▶ **Tasks and exercises**
• A. Return the stretch of the passage on God's Glory from "There seems to" through "story of Israel.", copied word for word.
• B. Answer these questions using the passage on God's Glory:
(i) In which chapters of Exodus does Jehovah define His Glory?
(ii) For about how many years was Abraham allowed to receive Covenant without his counterpart commitment?
(iii) Who is the real subject of the Old Testament's story?
• C. Extend the passage on God's Glory beyond its final sentence.

▶ **Provided text**
----

Jehovah defines His Glory in Exodus 33 and 34 as His goodness, Covenant, grace, mercy, Love, forgiveness and justice. Because these are qualities and not objects, what Moses sees when God shows him His Glory would have to be the history of Genesis and of the first part of Exodus. In Genesis in particular, Covenant is displayed strongly in terms of grace, mercy, and Love (see previous posts). It is a voluntary relationship of extreme trust and commitment, no matter what the cost, even if that cost is God’s life.
In allowing Abraham to be recipient of Covenant for perhaps fourteen years even without his counterpart commitment; in requiring the helpless and hopeless (the eight-day-old baby and the slave) to also be included; in making the mark of His “eternal Covenant” irremovable so that anyone so included would know that Jehovah could never break Covenant to him, the substance of this relationship does not come from the human commitment but from the heart and determination of God.
This Glory is a characteristic of God (and therefore of His Covenant) that is carried into the New Testament. St John points out in his Gospel (John 3:16) and his letters (I, 2:1-2) that God’s grace and mercy extends now to even all humanity. Entrance into His Covenant is still by command, the motivation is not based upon human qualifications – as if we could ever qualify against God’s perfection. It is not as if Jehovah is reluctant or apprehensive about including into this bond humans whom He knows will stumble and fail.
There seems to be an attitude with some people that Jehovah sort of came to Himself during the Old Testament time and, as He looked at the Old Covenant, said basically to Himself, “Well, that didn’t work!” in regard to having such a personal relationship being applied to the whole People of God. What is missed is that the Old Testament is not really the story of Israel.
Indeed they are a major figure throughout the account, but the real story is about Jehovah. This first “half” of the Bible is about God and His Glory as He has defined it. It is the story of His dogged determination to fulfill His Covenant. It is the story of His Love in conflict with His justice and His refusal to annihilate even when that would seem the logical solution to His pain. It is the story of His drive to Covenant’s climax in His personal presence on this earth, in His finally cutting and shedding His Blood, and in completing His commitment on a cross.

----

▶ **Data for review**
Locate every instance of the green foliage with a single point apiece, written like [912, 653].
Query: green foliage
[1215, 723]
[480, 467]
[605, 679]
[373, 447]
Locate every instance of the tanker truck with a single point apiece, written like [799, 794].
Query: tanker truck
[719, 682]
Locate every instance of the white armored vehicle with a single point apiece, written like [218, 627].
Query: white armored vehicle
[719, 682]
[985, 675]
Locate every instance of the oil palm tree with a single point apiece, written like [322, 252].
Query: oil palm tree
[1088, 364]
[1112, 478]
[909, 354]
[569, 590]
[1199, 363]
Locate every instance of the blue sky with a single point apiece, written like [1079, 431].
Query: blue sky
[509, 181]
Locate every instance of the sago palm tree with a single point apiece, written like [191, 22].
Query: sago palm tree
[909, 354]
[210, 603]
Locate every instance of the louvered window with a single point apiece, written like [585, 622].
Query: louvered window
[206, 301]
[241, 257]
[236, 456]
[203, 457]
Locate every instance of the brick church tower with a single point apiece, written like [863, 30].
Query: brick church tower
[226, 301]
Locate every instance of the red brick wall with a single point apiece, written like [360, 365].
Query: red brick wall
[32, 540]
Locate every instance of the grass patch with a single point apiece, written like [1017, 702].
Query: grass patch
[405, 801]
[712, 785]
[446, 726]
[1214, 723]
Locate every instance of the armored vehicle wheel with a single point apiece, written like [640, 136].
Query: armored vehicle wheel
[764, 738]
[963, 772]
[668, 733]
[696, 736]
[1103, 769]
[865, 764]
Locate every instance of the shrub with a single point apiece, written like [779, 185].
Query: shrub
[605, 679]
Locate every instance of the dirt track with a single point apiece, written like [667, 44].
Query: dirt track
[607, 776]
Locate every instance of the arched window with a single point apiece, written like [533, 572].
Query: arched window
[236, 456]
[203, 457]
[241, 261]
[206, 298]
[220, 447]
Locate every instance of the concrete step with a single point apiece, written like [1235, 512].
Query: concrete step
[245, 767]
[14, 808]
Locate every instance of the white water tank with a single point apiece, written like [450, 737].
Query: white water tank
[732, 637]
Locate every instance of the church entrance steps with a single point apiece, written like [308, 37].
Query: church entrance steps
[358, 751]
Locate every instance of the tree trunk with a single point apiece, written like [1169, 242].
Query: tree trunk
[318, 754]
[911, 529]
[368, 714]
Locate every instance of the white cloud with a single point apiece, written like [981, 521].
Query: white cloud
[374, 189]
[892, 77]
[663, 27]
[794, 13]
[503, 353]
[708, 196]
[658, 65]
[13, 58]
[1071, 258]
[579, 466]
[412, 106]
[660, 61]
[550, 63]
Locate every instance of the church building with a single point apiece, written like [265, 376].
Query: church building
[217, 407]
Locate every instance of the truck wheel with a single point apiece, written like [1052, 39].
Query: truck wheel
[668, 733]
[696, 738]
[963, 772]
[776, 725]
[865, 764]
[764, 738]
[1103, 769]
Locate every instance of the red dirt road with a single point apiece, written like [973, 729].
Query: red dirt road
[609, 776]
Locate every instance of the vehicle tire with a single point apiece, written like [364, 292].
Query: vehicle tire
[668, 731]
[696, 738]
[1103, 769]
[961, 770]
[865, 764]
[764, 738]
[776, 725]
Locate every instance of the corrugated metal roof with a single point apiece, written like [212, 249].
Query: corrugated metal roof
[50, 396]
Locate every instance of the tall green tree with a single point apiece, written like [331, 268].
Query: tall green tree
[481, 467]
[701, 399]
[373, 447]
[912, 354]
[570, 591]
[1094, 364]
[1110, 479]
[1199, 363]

----

▶ **Answer section**
• A.
There seems to be an attitude with some people that Jehovah sort of came to Himself during the Old Testament time and, as He looked at the Old Covenant, said basically to Himself, “Well, that didn’t work!” in regard to having such a personal relationship being applied to the whole People of God. What is missed is that the Old Testament is not really the story of Israel.

• B.
(i) Exodus 33 and 34.
(ii) Perhaps fourteen years.
(iii) Jehovah.

• C.
If Jehovah were to say that the Old Covenant was abolished because it failed, then He failed. This was a design that He established from before the beginning of the world. If it failed then He did not know something, or did not realize something, or somehow the plan was flawed – and He would not be God. It did not fail, because simply He was demonstrating the very same foundations that the New Covenant would then be built on.
Jehovah never made a mistake in the ‘Old’ Covenant which now has to be corrected by a ‘New’ Covenant. It is not that we are demanded to be better believers than Abraham, David, or Daniel; nor that we are to walk closer to God than Enoch or Elijah; nor that we are to be more committed than Moses or King Josiah; rather, because of His birth in Bethlehem, He enters Covenant with a whole new depth, with an even greater personal involvement. [from my book, Covenant: The Blood is The Life]
The New and better Covenant was not because somehow the human participants would be better or more faithful people – the difference would be that Jehovah’s participation would be totally different. Rather than the God Who must stop short at the very threshold of humanity, where with Abraham He could not cut and bleed in His commitment, He now plunges into full humanity. In Jesus’ Circumcision, indeed the Human bleeds – but now also finally Jehovah bleeds in this Covenant bond going back to Abraham, and He pours out His Blood in the New Covenant with us. He can do now what He could not do before – Him, not us – that is the essential difference between the Covenants.
The Old Covenant was the necessary step for us to understand what the New Covenant would be about, as we now see Jehovah entering in a far deeper way into this bond that He had designed, in the way that He had anticipated already when He first hung the stars in the sky.